■ **TEXTE DE LA PAGE**:
====

Des bibliothèques (de livres ou de liens) qui sont les nôtres, j'aime ce que Perec écrit :

Comme les bibliothécaires borgésiens de Babel qui cherchent le livre qui leur donnera la clé de tous les autres, nous oscillons entre l´illusion de l´achevé et le vertige de l´insaisissable. Au nom de l'achevé, nous voulons croire qu'un ordre unique existe qui nous permettrait d'accéder d'emblée au savoir ; au nom de l'insaisissable, nous voulons penser que l'ordre et le désordre sont deux mêmes mots désignant le hasard.
Il se peut aussi que les deux soient des leurres, des trompe-l'œil destinés à dissimuler l'usure des livres et des systèmes.
Entre les deux en tout cas il n'est pas mauvais que nos bibliothèques servent aussi de temps à autre de pense-bête, de repose-chat et de fourre-tout.

====

■ **CONSIGNES**:
1. Recopiez le passage du texte sur les bibliothèques qui va de « Comme les bibliothécaires » jusqu'à « et des systèmes. » inclus.
2. Traduisez en anglais cette phrase du texte sur les bibliothèques : « Il se peut aussi que les deux soient des leurres, des trompe-l'œil destinés à dissimuler l'usure des livres et des systèmes. »

====

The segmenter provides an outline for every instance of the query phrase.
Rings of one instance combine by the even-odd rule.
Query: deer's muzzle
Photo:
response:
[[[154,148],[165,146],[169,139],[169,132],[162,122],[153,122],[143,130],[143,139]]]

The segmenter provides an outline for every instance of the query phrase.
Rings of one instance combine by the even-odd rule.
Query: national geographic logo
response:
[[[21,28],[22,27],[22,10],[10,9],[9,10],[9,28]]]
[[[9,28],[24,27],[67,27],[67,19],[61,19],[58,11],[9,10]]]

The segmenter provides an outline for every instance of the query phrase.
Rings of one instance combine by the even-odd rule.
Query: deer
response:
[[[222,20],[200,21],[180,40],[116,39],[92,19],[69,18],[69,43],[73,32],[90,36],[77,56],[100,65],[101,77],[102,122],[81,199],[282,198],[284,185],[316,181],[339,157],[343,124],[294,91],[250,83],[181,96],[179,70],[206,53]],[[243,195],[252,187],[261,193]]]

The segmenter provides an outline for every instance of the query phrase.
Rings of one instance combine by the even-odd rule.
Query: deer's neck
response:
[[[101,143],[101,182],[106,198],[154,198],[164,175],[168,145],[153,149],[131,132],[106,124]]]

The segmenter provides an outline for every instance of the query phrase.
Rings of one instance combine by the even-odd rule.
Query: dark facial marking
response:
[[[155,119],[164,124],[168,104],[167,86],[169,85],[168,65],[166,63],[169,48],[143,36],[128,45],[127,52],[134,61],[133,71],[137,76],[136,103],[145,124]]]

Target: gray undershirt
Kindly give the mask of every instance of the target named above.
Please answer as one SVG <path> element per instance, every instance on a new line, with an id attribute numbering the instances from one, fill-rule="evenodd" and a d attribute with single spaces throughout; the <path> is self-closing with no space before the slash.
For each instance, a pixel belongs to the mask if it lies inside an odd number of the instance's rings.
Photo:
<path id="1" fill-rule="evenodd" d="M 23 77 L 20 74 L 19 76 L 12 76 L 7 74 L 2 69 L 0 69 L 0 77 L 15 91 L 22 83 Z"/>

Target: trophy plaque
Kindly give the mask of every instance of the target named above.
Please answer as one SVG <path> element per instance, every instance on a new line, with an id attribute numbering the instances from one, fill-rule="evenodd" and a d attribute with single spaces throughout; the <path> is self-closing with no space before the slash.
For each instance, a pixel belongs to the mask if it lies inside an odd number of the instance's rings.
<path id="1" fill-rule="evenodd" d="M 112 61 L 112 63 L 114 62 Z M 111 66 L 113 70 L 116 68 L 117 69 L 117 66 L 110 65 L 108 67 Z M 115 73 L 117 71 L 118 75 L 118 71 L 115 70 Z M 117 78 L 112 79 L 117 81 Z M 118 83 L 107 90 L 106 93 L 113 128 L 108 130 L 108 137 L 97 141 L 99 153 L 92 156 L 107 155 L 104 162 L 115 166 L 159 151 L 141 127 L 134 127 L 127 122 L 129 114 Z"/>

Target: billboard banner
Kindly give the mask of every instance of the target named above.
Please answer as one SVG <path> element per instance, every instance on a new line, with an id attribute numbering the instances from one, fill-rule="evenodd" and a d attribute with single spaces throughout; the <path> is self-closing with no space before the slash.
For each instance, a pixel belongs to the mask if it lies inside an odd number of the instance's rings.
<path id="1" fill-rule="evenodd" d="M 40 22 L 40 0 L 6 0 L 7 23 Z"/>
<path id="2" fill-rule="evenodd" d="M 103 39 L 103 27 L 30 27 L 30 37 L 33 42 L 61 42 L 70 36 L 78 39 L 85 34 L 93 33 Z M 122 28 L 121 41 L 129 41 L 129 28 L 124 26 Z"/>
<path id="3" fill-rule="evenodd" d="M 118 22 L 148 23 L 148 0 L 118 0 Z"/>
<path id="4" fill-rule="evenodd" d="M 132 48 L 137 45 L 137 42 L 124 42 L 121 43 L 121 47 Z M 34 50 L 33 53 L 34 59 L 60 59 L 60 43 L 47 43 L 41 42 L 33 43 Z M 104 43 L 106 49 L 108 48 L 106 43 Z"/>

====

■ **LES RÉPONSES**:
1.
Comme les bibliothécaires borgésiens de Babel qui cherchent le livre qui leur donnera la clé de tous les autres, nous oscillons entre l´illusion de l´achevé et le vertige de l´insaisissable. Au nom de l'achevé, nous voulons croire qu'un ordre unique existe qui nous permettrait d'accéder d'emblée au savoir ; au nom de l'insaisissable, nous voulons penser que l'ordre et le désordre sont deux mêmes mots désignant le hasard.
Il se peut aussi que les deux soient des leurres, des trompe-l'œil destinés à dissimuler l'usure des livres et des systèmes.

2. It may also be that both are lures, trompe-l'oeil illusions meant to conceal the wear and tear of books and systems.